Records from a dataset
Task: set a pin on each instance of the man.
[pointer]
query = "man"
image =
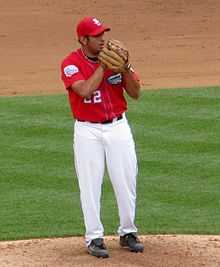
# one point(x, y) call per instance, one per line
point(102, 134)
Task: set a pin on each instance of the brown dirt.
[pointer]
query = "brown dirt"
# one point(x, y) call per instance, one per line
point(160, 251)
point(172, 43)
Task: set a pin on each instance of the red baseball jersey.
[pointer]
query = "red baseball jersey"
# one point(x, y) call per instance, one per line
point(106, 103)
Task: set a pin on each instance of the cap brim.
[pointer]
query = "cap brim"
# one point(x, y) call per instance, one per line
point(100, 31)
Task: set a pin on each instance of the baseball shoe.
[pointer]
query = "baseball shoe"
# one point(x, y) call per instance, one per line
point(98, 249)
point(132, 242)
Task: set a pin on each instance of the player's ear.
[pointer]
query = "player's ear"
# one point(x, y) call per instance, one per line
point(83, 40)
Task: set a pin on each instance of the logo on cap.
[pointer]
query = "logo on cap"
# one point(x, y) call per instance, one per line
point(96, 21)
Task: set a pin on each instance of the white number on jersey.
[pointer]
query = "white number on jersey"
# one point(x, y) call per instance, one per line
point(95, 98)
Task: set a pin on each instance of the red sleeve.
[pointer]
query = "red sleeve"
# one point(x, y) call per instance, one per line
point(70, 73)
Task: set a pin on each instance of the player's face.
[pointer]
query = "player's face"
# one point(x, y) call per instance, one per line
point(95, 43)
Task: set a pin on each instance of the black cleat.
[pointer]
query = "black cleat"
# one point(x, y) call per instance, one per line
point(98, 249)
point(132, 242)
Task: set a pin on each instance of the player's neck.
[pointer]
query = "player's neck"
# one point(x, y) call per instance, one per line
point(89, 55)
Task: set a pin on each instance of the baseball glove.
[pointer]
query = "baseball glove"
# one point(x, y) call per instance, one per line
point(114, 56)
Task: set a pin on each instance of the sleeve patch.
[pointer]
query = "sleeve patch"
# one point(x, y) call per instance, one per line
point(70, 70)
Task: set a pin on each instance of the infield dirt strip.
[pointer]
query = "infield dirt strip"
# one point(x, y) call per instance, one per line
point(172, 43)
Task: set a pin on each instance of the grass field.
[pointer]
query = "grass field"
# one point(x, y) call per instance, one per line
point(177, 134)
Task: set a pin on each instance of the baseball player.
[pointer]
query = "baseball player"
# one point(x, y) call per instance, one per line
point(96, 77)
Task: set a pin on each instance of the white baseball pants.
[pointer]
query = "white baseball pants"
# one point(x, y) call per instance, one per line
point(94, 145)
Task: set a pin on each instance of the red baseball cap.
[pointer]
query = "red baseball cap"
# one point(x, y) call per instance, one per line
point(90, 26)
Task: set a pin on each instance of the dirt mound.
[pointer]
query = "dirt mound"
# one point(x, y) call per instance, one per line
point(160, 251)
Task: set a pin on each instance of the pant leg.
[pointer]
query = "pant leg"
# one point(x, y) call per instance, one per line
point(122, 168)
point(89, 165)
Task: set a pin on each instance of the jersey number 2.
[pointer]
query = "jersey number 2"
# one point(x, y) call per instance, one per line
point(95, 98)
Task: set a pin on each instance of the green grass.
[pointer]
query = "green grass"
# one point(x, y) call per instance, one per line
point(178, 147)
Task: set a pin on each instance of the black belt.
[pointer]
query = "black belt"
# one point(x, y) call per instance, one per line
point(104, 122)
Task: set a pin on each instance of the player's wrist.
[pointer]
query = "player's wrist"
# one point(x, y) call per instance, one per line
point(127, 67)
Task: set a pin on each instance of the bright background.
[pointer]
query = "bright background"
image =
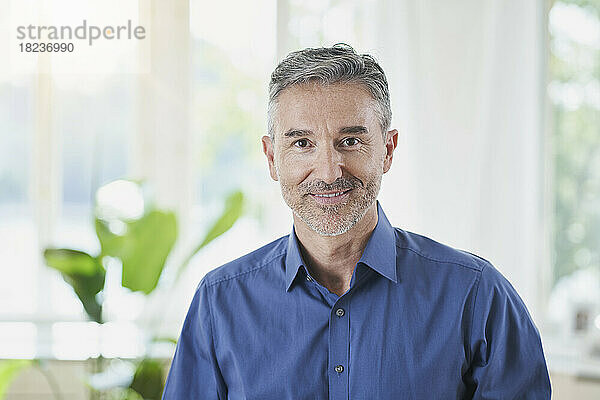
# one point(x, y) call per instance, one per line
point(498, 107)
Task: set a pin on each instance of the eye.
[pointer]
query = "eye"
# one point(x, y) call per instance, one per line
point(302, 143)
point(349, 142)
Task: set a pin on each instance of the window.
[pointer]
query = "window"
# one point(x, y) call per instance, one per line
point(574, 92)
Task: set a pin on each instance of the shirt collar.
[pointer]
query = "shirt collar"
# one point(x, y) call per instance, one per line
point(379, 254)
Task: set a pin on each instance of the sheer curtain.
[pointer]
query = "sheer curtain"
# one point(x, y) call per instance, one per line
point(467, 84)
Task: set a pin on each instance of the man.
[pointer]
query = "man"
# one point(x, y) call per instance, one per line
point(346, 306)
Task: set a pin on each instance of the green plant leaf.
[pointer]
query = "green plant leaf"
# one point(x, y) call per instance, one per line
point(85, 275)
point(148, 379)
point(70, 261)
point(9, 370)
point(111, 244)
point(234, 206)
point(147, 243)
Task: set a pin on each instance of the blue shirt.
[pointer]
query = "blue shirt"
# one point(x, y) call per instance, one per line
point(420, 321)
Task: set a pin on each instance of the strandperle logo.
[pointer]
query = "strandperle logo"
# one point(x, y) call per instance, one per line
point(84, 31)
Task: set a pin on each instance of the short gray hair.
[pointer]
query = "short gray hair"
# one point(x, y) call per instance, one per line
point(326, 65)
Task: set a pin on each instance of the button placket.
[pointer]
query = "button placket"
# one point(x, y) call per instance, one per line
point(339, 342)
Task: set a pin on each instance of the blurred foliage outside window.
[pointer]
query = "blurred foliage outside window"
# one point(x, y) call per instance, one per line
point(574, 91)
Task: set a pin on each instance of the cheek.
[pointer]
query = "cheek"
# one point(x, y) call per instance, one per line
point(293, 169)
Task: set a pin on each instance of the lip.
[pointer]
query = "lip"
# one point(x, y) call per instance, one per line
point(330, 200)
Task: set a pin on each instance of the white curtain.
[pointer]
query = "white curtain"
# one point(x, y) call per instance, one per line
point(467, 86)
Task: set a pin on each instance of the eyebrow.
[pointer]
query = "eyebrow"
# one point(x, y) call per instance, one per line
point(357, 129)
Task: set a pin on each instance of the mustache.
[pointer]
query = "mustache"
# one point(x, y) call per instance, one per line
point(340, 184)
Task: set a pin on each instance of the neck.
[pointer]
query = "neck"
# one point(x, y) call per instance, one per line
point(331, 259)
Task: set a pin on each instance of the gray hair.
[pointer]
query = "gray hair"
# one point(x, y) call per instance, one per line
point(326, 65)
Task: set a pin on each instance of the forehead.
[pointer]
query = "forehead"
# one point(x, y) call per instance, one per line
point(333, 104)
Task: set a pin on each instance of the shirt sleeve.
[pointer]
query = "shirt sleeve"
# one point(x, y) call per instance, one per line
point(507, 359)
point(194, 372)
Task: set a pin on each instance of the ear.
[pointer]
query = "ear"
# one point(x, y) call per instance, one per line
point(390, 145)
point(268, 150)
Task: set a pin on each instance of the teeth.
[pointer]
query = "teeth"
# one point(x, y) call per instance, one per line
point(330, 195)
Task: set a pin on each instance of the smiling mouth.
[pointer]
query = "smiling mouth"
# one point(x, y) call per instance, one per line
point(329, 195)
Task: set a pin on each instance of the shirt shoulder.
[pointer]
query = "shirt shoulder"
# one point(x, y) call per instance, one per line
point(431, 251)
point(248, 263)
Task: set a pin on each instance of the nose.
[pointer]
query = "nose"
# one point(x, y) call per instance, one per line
point(328, 165)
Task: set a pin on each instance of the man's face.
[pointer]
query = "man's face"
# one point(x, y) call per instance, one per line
point(328, 153)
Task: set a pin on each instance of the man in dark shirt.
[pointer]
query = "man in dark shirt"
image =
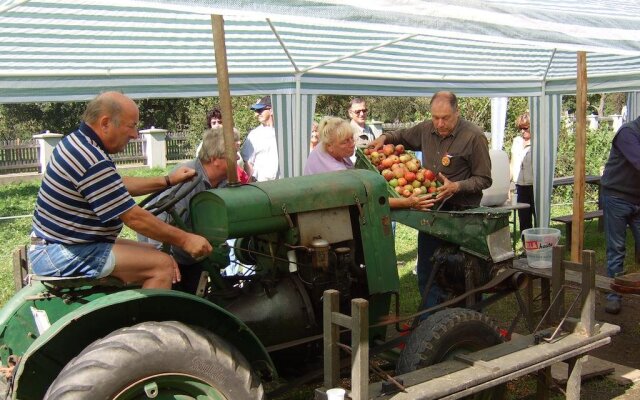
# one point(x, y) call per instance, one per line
point(621, 201)
point(457, 151)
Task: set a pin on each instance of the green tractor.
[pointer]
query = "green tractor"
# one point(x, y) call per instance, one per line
point(80, 339)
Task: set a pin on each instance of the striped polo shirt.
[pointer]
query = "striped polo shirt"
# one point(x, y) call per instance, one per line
point(82, 195)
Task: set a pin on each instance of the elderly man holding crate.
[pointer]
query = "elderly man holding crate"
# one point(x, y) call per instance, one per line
point(83, 203)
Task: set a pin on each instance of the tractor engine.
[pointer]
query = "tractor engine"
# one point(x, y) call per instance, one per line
point(299, 242)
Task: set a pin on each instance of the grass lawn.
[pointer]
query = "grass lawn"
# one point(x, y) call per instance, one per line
point(15, 225)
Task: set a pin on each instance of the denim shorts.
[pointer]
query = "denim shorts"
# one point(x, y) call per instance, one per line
point(92, 260)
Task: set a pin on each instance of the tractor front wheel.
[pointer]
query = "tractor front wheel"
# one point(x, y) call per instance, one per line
point(445, 334)
point(160, 360)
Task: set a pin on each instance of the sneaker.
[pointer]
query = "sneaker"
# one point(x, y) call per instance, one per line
point(613, 306)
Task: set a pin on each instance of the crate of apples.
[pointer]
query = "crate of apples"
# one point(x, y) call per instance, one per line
point(403, 171)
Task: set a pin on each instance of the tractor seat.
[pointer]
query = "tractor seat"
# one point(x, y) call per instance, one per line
point(77, 281)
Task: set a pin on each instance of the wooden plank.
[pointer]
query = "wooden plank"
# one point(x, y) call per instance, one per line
point(360, 349)
point(577, 232)
point(593, 367)
point(603, 283)
point(330, 338)
point(473, 379)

- **WHAT IS REQUIRED**
From the "Task: set a pin on each instance of the sneaker." line to the close of the listing, restate each line word for word.

- **RESULT OF THIS TASK**
Task: set a pin on each instance of the sneaker.
[pointer]
query = "sneaker"
# one point(x, y) call per instance, one per line
point(613, 306)
Task: set a pin on each instance of the crate of apples.
[pointer]
query = "crate of apples"
# one point(x, y) call per instance, one per line
point(403, 171)
Task: set a pin on each instance of the tractor seat.
[pointer]
query = "tractor seat"
# one point(x, y) call per instance, one per line
point(77, 281)
Task: set a pin on each instance of the wooden plank.
[pointer]
query = "wooden plank"
# one point(x, y) call per instance, one per line
point(360, 349)
point(577, 232)
point(593, 367)
point(603, 283)
point(330, 338)
point(473, 379)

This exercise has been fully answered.